Document segment:
Although mass spectrometry (MS) dates back to 1897, and high-performance liquid chromatography (LC) to the 1970s, scientists are still developing methods to enhance their capabilities. Rapid advancements in the pharmaceutical and biotechnology fields are the main drivers behind new developments. Many efforts are stemming from academic labs, which are opening new avenues for these technologies.
LC/MS is now a multibillion dollar business with tandem LC/MS comprising the majority sector. In this article, a handful of researchers provide a preview of some of the topics that will be covered at “Pittcon 2009” next month.
A researcher in the University of Michigan’s chemistry department is developing analytical methods to study changes in metabolites within pancreatic islets of Langerhans cells. Charles Evans, Ph.D., says that this involves developing new liquid-chromatography methods, miniaturizing LC separations using capillary columns and multidimensional separation.
“By developing higher-resolution separation methods, we can more effectively take a complicated sample and break it up into all its components,” he says.

Data for review:

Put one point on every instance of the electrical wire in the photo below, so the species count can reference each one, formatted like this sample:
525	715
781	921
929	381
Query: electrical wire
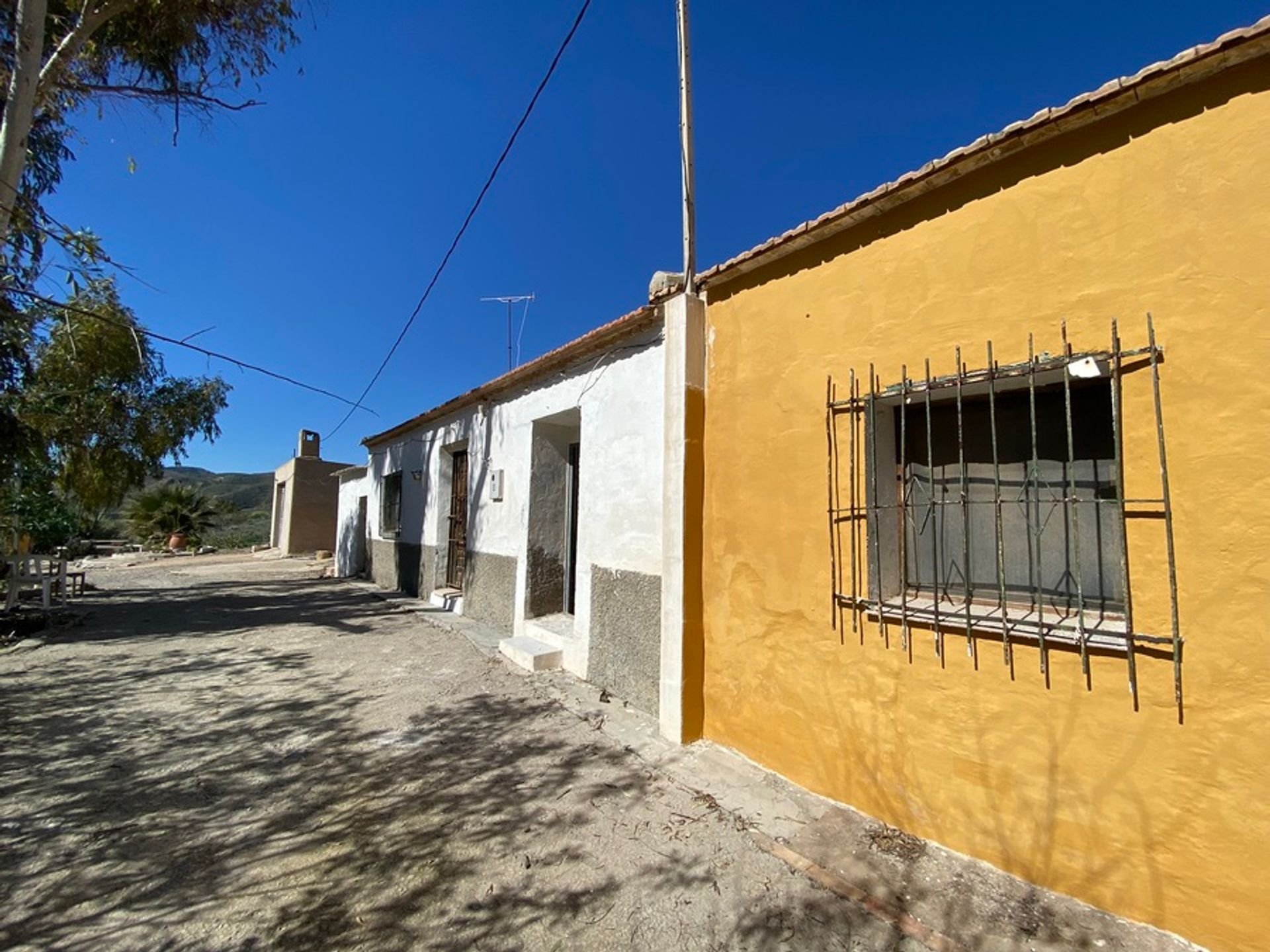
138	329
472	212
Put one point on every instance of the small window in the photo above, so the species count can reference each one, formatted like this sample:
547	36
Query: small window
991	503
390	504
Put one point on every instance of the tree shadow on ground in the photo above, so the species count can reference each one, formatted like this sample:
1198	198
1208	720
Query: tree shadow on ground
206	795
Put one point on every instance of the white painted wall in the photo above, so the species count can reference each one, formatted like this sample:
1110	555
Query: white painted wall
351	489
620	399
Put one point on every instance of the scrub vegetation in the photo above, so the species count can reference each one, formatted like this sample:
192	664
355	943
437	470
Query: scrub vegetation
88	412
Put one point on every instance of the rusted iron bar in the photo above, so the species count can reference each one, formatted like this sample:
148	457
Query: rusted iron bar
829	474
1083	502
875	509
904	512
935	532
1034	561
1118	450
966	510
1169	516
1038	365
837	506
996	503
1071	510
855	499
1020	626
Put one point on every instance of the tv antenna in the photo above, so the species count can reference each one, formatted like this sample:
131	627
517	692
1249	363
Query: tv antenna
509	300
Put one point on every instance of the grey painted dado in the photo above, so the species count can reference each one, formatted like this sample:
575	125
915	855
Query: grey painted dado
396	565
626	635
489	589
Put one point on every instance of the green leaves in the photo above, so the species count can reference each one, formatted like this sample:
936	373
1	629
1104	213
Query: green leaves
168	509
101	401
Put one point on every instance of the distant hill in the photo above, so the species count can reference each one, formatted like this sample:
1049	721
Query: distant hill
245	491
244	498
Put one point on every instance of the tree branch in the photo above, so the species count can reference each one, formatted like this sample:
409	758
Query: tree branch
92	17
150	93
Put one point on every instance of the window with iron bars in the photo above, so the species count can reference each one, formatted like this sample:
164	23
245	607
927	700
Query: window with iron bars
991	503
390	504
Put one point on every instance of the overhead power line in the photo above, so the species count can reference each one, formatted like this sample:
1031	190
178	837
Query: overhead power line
472	212
138	329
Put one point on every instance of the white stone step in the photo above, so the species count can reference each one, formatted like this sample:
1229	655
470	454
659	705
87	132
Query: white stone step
531	654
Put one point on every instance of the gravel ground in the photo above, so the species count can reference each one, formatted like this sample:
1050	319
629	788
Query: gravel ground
230	753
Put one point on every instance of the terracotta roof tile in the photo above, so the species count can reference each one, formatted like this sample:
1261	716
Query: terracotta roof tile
1228	50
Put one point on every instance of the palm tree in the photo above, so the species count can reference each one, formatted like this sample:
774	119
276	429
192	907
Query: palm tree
171	509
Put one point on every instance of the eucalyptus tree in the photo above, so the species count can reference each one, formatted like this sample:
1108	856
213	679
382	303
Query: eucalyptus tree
62	55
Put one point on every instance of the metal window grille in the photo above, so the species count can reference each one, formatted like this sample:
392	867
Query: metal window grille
390	504
990	503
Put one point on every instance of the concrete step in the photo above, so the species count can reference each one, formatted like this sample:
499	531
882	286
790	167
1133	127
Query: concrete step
531	654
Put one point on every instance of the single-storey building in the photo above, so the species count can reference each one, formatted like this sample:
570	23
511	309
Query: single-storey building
538	504
984	498
305	500
352	534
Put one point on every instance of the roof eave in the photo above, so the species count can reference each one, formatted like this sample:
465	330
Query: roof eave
1188	66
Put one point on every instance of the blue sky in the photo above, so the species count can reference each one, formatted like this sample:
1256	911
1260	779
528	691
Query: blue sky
305	230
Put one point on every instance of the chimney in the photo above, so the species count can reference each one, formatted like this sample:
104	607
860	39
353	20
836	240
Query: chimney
310	444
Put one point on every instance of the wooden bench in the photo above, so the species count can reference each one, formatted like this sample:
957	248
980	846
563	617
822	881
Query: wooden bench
44	573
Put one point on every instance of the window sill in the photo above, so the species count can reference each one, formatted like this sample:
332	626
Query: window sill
1056	625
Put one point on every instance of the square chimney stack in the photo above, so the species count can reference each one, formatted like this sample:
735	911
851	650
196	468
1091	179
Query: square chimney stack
310	444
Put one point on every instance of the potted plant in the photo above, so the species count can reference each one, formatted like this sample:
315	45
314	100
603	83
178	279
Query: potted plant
171	514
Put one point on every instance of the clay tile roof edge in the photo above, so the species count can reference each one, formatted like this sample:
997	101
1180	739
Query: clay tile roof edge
1222	52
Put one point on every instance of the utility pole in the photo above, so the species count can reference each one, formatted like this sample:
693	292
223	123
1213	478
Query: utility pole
509	300
690	211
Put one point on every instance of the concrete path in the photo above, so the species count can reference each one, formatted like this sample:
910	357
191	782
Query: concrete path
232	754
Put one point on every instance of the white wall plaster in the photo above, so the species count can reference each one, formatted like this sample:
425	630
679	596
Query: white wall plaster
619	395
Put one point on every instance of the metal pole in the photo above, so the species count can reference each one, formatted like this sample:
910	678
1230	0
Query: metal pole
509	300
690	227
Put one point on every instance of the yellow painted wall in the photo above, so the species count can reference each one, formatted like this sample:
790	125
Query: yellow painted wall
1164	208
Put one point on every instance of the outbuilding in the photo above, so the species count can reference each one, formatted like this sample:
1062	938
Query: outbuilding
536	503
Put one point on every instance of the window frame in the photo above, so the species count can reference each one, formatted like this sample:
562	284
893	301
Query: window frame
857	547
390	499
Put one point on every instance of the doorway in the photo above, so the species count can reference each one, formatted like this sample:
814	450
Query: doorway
571	565
456	549
360	536
553	530
280	513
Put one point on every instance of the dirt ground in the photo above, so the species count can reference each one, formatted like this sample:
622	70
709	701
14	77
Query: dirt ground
229	753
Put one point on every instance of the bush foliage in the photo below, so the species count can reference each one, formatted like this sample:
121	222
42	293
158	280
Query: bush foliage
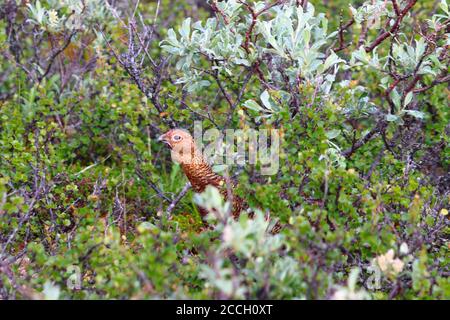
92	207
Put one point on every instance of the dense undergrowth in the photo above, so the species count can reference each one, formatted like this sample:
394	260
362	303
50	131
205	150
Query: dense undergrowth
87	193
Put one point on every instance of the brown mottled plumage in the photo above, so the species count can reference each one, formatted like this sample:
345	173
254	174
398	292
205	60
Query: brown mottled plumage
196	168
199	172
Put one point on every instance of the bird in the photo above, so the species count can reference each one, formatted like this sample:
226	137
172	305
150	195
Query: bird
199	172
197	169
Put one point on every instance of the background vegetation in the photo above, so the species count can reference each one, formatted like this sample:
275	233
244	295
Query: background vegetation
91	206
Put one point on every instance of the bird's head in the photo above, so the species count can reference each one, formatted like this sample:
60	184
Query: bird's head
182	145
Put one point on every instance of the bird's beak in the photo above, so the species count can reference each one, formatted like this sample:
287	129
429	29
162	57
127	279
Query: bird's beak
162	137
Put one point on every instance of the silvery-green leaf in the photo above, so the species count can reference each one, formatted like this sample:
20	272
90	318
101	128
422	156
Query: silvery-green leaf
332	133
396	98
391	117
265	99
408	98
185	29
415	113
252	105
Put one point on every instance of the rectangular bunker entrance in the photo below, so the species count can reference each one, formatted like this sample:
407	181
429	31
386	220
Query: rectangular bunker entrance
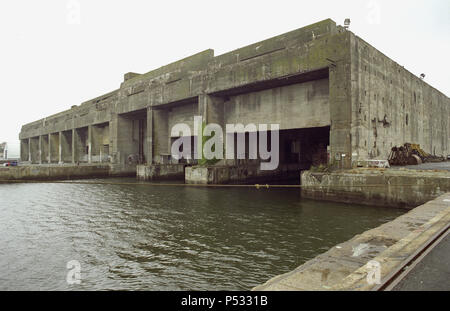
298	149
132	137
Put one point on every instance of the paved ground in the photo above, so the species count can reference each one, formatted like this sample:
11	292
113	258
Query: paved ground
432	273
430	166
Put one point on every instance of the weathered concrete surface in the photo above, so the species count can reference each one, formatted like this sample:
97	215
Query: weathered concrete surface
53	172
344	267
383	187
224	174
321	75
430	274
160	171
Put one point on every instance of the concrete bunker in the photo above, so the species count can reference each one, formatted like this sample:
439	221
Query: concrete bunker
132	137
81	145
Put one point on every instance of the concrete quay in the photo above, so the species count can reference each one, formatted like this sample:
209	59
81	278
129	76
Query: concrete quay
345	266
54	172
402	188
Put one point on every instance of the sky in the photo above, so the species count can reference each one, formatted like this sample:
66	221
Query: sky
59	53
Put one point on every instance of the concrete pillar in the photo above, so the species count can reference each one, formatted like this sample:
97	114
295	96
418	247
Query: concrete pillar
44	148
34	150
149	136
212	111
60	155
90	144
49	149
341	113
113	139
29	150
160	134
40	150
24	149
65	146
54	147
74	146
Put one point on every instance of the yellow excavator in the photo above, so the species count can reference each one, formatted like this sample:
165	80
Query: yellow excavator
411	154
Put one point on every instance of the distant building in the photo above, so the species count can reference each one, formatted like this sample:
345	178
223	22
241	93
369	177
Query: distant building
337	100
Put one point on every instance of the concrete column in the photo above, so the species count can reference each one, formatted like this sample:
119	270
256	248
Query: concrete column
149	136
40	149
212	111
65	146
24	149
60	155
340	111
29	150
160	134
113	139
54	143
49	149
90	144
74	146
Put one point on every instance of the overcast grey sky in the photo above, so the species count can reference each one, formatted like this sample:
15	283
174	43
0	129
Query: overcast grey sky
49	61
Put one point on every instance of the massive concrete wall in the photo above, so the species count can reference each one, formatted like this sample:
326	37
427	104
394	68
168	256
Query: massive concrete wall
302	105
318	75
391	106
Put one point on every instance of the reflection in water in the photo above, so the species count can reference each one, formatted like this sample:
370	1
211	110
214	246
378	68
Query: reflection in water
139	237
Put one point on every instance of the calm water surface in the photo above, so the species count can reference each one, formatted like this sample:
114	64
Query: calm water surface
142	237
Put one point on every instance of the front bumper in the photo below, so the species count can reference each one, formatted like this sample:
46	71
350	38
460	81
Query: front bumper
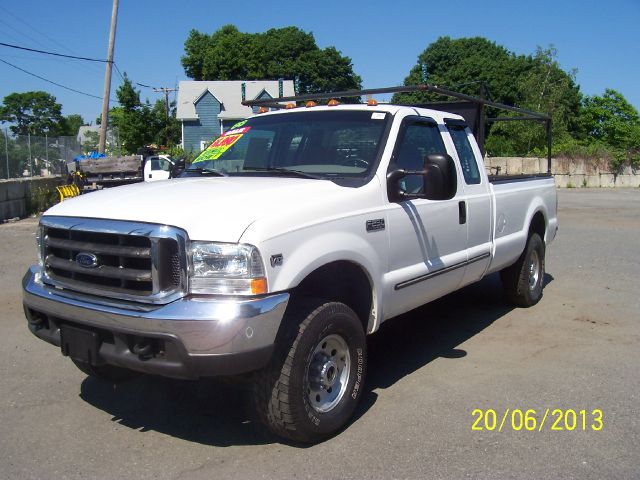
189	338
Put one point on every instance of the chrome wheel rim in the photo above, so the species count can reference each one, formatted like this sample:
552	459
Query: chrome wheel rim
328	373
534	270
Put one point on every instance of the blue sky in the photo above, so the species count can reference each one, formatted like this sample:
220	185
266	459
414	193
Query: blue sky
383	39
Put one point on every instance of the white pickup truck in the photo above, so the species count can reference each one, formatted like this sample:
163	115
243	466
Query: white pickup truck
299	233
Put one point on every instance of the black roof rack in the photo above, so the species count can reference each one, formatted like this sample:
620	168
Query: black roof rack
471	108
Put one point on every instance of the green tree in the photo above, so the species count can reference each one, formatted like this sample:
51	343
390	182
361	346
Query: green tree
543	87
139	124
462	64
534	82
69	125
36	113
610	119
289	52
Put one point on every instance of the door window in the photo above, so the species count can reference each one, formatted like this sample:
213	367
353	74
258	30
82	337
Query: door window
465	154
419	140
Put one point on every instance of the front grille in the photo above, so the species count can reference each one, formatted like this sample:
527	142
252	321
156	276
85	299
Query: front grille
115	259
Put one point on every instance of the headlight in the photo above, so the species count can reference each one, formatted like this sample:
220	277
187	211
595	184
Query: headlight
226	269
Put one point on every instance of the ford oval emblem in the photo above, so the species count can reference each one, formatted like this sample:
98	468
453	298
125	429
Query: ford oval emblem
87	260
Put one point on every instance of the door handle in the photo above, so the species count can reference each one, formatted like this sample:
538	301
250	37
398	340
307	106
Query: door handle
462	212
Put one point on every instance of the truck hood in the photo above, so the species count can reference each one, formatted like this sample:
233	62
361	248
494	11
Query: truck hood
208	208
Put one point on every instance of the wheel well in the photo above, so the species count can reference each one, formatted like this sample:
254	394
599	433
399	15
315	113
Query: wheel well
341	281
538	225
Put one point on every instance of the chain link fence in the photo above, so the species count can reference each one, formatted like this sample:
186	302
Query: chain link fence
33	156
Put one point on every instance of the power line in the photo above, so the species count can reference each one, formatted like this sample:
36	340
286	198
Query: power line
52	53
52	82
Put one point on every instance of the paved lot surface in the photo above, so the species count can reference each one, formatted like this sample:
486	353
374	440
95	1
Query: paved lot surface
579	348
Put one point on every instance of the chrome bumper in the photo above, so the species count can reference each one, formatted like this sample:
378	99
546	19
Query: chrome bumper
206	336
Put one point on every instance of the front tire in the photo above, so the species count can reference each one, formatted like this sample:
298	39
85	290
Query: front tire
315	380
523	281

Work request A: Please pull out the passage of the mass spectrometry article word for word, starting at "Although mass spectrometry" and ending at "for these technologies.".
Work request B: Render this sentence from the mass spectrometry article into Spanish: "Rapid advancements in the pharmaceutical and biotechnology fields are the main drivers behind new developments."

Answer A:
Although mass spectrometry (MS) dates back to 1897, and high-performance liquid chromatography (LC) to the 1970s, scientists are still developing methods to enhance their capabilities. Rapid advancements in the pharmaceutical and biotechnology fields are the main drivers behind new developments. Many efforts are stemming from academic labs, which are opening new avenues for these technologies.

Answer B: Los rápidos avances en los campos farmacéutico y biotecnológico son los principales impulsores de los nuevos desarrollos.